====== TEXTE À EXAMINER

Il y a ceux qui y réagissent par un simple désengagement résigné, ceux qui s'enferment anxieusement dans leur chambre comme des hikikomori, ceux qui cherchent des paradis artificiels dans les pilules, ceux qui acceptent le jeu en essayant de l'utiliser pour un gain à court terme (parce qu'il n'y a pas d'autre horizon disponible); il y a ceux qui tombent dans la dépression ; il y a ceux qui deviennent fous; il y a ceux qui, de temps en temps, cassent tout pour revenir se cogner la tête contre le mur de leur cellule; et il y a ceux qui développent cette forme particulière de folie qui consiste à se battre sans armes contre des géants en espérant qu'ils se révèlent être des moulins à vent.

Au fond coule le courant de l'histoire où notre navire occidental a pris une position inclinée et, avec une inertie irréversible, accélère vers la chute d'eau. Une fois que la parole publique a perdu sa capacité à transmettre la vérité, il est impossible de lui rendre son poids. Chaque parole supplémentaire dépensée pour corriger les faussetés du passé, si elle atteint la sphère publique, est elle-même perçue comme faible, usée, impuissante.

La société que nous avons mise en place est une société sans vérité, et retirer la vérité du monde social, c'est le condamner à une maladie mortelle.

Combien de temps dureront les grincements, combien de temps faudra-t-il encore pour que tombent les plâtres, combien de temps faudra-t-il encore pour que s'infiltrent les eaux, combien de temps dureront les espaces de vie de plus en plus réduits, cela n'est pas facile à prévoir, mais un monde sans vérité est un monde sans logos, et il ne peut aboutir qu'à cette dimension où les mots sont superflus parce que la violence et la mort ont pris leur place.

============
====== EXTRAITS DE DONNÉES

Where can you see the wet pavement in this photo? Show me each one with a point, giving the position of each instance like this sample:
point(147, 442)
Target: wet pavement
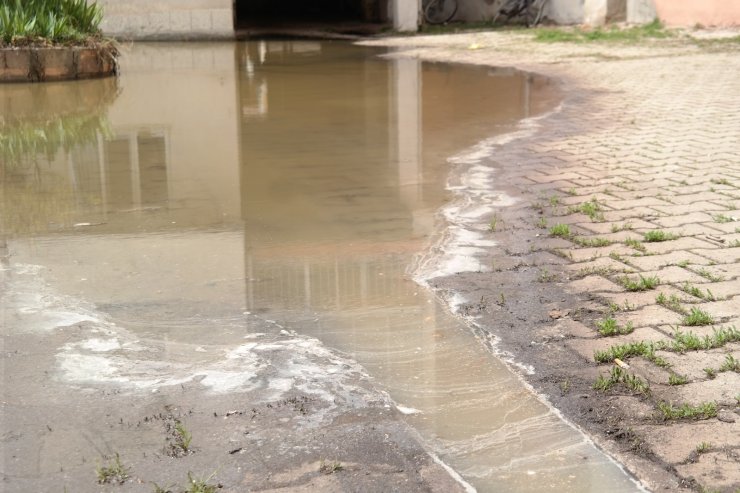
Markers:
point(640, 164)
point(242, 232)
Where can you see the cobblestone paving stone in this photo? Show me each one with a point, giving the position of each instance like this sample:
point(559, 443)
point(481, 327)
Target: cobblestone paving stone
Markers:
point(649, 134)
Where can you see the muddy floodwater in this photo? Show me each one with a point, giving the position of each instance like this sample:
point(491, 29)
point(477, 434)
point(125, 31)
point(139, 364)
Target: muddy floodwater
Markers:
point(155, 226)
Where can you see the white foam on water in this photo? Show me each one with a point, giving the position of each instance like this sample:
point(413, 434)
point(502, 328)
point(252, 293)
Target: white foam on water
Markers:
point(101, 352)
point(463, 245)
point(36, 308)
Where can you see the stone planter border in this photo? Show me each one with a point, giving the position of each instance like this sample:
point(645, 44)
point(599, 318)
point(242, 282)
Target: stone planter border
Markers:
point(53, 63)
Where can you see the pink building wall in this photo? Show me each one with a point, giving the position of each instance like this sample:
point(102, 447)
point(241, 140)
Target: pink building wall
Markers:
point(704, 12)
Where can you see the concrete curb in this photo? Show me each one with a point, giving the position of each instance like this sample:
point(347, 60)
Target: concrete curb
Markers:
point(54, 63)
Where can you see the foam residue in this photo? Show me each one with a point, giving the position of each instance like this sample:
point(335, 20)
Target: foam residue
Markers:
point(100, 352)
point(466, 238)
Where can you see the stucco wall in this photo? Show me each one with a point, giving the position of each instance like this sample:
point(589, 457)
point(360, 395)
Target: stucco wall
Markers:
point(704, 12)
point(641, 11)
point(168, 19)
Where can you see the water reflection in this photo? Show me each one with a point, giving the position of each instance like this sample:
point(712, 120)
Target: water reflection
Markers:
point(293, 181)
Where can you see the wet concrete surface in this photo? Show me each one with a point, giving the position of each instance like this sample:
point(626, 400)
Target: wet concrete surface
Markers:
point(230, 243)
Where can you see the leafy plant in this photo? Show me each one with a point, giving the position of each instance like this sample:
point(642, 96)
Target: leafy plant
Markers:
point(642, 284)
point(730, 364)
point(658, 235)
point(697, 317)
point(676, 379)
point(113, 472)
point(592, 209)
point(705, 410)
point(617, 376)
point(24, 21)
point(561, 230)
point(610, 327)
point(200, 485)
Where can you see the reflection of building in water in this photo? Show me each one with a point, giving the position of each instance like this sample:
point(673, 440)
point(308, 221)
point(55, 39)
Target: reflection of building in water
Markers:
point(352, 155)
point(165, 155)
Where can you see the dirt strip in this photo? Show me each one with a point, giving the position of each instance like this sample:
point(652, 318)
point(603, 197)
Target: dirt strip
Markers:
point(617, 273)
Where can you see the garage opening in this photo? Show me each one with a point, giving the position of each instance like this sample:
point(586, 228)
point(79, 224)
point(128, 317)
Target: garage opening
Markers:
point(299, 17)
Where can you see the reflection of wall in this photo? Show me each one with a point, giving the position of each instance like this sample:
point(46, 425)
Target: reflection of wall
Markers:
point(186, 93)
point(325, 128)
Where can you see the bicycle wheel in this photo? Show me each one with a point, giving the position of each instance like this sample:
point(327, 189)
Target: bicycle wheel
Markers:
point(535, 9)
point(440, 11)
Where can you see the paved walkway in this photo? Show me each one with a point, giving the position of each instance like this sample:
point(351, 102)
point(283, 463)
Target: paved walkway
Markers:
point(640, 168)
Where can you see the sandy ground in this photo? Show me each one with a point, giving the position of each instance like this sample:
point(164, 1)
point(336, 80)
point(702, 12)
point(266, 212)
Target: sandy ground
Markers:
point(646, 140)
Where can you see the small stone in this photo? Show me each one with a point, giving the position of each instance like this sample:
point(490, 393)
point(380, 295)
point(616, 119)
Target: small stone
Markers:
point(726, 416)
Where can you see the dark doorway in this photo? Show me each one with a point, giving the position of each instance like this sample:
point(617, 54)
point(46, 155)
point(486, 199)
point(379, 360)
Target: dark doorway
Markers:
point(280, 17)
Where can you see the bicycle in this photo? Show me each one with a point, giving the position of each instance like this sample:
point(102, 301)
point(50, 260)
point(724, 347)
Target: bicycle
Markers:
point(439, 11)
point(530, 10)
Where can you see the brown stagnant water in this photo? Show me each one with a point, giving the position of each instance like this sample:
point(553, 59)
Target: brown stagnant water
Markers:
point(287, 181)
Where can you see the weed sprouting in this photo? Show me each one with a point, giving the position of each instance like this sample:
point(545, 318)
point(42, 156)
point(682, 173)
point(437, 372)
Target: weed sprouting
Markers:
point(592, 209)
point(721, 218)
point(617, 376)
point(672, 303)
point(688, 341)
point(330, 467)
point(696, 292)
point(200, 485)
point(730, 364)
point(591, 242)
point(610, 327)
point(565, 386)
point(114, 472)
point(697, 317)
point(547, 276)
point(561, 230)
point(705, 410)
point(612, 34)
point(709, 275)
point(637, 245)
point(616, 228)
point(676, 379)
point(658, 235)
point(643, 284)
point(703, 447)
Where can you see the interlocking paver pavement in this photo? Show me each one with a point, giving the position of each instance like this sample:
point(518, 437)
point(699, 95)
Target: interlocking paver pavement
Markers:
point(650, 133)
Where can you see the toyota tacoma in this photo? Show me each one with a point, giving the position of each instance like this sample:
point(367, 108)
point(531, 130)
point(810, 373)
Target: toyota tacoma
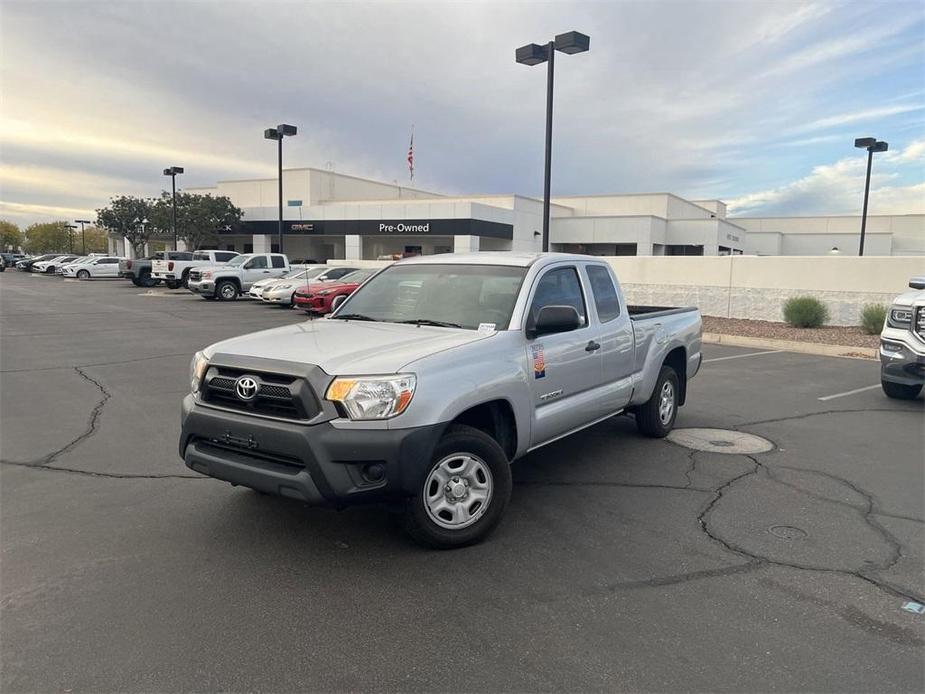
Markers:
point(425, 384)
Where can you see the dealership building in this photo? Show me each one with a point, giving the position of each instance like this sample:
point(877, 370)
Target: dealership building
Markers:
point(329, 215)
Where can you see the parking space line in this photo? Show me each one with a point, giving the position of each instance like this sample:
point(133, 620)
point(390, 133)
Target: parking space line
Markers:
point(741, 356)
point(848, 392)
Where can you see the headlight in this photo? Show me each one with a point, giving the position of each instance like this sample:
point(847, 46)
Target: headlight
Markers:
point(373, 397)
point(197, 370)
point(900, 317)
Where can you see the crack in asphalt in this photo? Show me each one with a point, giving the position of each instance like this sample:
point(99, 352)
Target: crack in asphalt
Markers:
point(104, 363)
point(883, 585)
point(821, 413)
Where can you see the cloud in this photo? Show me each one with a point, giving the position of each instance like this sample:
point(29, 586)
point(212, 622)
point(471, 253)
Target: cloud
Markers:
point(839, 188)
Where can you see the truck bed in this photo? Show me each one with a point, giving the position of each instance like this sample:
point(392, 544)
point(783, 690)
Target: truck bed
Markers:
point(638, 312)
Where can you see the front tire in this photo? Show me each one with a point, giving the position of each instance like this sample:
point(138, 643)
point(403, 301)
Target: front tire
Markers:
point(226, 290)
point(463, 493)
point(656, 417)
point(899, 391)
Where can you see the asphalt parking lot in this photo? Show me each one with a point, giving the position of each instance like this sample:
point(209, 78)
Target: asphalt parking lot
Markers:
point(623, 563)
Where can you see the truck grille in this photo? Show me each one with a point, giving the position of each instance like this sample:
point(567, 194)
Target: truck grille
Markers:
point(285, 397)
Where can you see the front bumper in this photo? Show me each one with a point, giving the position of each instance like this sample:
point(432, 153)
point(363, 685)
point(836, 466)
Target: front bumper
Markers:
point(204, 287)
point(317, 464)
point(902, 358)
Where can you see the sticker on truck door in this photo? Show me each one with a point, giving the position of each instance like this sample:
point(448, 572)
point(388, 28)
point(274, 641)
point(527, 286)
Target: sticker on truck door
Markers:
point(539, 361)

============
====== EXTRAITS DE DONNÉES

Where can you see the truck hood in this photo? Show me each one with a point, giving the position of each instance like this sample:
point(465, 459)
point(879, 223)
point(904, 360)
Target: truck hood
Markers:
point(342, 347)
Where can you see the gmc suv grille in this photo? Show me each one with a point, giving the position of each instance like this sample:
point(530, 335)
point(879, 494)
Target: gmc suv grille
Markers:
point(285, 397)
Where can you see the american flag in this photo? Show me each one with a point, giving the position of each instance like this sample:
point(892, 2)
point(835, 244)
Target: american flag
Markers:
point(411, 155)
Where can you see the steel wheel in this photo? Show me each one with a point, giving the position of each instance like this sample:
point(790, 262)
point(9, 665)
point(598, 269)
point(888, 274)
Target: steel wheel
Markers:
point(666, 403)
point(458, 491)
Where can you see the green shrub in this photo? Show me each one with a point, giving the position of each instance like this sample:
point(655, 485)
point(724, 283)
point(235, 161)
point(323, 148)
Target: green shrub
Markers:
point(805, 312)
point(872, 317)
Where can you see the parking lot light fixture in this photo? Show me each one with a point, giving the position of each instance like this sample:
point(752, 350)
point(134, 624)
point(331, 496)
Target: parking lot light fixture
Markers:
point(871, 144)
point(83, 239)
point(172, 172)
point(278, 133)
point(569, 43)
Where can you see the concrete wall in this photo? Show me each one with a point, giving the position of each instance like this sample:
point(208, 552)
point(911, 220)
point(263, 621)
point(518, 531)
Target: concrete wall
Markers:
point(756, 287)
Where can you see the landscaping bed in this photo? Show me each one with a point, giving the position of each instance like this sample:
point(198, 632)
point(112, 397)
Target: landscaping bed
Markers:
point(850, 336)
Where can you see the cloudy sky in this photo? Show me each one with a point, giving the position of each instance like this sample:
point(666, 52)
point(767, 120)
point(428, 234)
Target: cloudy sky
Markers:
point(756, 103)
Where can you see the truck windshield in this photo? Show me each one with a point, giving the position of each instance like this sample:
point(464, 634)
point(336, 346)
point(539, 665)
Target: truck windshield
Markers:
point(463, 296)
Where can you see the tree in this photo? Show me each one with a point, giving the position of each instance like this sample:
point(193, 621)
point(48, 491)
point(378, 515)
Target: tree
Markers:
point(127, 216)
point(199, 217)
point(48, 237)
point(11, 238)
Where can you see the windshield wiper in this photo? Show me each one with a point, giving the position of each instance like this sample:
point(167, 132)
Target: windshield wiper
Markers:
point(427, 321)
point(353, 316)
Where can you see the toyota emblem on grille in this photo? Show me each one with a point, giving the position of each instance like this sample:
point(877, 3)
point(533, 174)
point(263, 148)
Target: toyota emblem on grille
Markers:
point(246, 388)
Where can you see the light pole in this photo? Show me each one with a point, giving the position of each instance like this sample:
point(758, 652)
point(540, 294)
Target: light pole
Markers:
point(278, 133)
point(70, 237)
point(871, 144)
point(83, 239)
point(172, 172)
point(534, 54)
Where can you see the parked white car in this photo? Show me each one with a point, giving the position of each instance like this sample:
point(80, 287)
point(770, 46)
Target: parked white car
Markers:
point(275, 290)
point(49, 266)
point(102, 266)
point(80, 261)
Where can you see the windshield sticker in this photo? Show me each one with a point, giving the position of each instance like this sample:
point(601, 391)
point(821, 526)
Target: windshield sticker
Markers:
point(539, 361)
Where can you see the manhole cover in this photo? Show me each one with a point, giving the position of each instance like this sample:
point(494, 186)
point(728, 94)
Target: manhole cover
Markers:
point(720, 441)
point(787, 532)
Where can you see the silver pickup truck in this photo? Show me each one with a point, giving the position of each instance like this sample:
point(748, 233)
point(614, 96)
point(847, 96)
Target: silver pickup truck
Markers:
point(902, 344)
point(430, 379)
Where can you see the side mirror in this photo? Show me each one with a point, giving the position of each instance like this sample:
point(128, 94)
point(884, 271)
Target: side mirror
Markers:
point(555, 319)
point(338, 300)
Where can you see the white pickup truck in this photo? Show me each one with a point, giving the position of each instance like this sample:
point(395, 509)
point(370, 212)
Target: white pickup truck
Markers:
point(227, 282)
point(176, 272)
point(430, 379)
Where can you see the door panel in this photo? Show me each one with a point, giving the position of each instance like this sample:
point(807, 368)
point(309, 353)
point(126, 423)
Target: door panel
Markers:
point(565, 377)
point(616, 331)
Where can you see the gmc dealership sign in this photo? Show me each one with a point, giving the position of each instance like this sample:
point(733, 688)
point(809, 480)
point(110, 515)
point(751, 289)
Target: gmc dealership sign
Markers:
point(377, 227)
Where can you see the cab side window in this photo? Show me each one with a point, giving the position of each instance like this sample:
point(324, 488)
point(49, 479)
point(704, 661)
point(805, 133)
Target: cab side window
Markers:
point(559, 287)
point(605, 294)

============
====== EXTRAITS DE DONNÉES

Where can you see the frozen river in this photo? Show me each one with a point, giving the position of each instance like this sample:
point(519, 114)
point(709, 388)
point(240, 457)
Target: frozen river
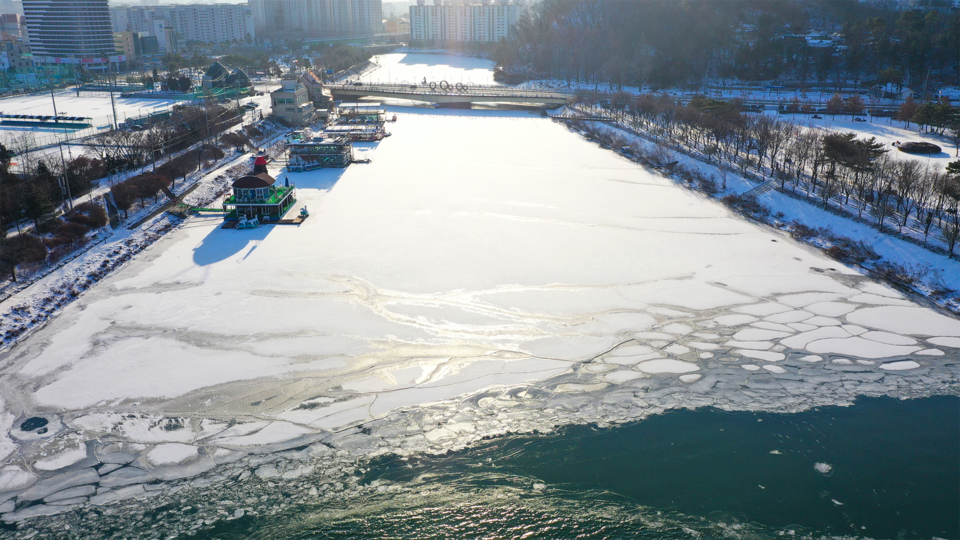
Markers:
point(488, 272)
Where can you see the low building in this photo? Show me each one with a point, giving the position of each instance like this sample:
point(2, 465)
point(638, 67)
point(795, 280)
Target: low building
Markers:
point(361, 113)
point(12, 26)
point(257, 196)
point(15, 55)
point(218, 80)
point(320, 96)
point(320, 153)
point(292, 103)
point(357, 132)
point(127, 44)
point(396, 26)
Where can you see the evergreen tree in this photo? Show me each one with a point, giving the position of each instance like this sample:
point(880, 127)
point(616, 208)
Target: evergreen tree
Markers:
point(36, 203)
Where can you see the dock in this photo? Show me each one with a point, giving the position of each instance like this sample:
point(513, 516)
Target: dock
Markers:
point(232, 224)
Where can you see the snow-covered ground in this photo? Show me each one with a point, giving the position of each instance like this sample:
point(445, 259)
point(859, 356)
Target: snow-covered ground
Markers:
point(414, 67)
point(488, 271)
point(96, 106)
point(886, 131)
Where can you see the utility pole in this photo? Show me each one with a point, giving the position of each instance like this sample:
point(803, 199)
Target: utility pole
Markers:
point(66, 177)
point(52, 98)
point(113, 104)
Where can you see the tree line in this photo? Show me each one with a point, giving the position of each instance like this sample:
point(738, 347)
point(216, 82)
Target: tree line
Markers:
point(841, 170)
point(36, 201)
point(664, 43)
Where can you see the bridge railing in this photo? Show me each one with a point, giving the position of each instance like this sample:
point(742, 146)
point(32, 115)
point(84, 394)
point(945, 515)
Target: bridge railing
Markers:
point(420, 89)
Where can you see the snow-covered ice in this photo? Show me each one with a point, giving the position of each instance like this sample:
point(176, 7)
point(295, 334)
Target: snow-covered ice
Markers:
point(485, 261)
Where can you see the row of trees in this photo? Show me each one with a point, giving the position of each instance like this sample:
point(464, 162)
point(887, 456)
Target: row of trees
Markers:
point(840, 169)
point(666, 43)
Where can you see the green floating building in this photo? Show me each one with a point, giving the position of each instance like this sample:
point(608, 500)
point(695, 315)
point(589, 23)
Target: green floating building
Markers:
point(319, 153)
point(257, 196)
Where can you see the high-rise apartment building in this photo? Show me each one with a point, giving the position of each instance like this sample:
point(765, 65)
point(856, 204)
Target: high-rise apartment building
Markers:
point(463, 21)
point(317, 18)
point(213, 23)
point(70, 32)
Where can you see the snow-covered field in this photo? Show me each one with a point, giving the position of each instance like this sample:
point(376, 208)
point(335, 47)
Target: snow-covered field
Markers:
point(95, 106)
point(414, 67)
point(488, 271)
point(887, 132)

============

## TRAVAIL DEMANDÉ
Recopiez mot pour mot, s'il vous plaît, l'intégralité du texte sur la société sans vérité. Ces données proviennent d'une autre source.

## VOTRE RÉPONSE
Il y a ceux qui y réagissent par un simple désengagement résigné, ceux qui s'enferment anxieusement dans leur chambre comme des hikikomori, ceux qui cherchent des paradis artificiels dans les pilules, ceux qui acceptent le jeu en essayant de l'utiliser pour un gain à court terme (parce qu'il n'y a pas d'autre horizon disponible); il y a ceux qui tombent dans la dépression ; il y a ceux qui deviennent fous; il y a ceux qui, de temps en temps, cassent tout pour revenir se cogner la tête contre le mur de leur cellule; et il y a ceux qui développent cette forme particulière de folie qui consiste à se battre sans armes contre des géants en espérant qu'ils se révèlent être des moulins à vent.

Au fond coule le courant de l'histoire où notre navire occidental a pris une position inclinée et, avec une inertie irréversible, accélère vers la chute d'eau. Une fois que la parole publique a perdu sa capacité à transmettre la vérité, il est impossible de lui rendre son poids. Chaque parole supplémentaire dépensée pour corriger les faussetés du passé, si elle atteint la sphère publique, est elle-même perçue comme faible, usée, impuissante.

La société que nous avons mise en place est une société sans vérité, et retirer la vérité du monde social, c'est le condamner à une maladie mortelle.

Combien de temps dureront les grincements, combien de temps faudra-t-il encore pour que tombent les plâtres, combien de temps faudra-t-il encore pour que s'infiltrent les eaux, combien de temps dureront les espaces de vie de plus en plus réduits, cela n'est pas facile à prévoir, mais un monde sans vérité est un monde sans logos, et il ne peut aboutir qu'à cette dimension où les mots sont superflus parce que la violence et la mort ont pris leur place.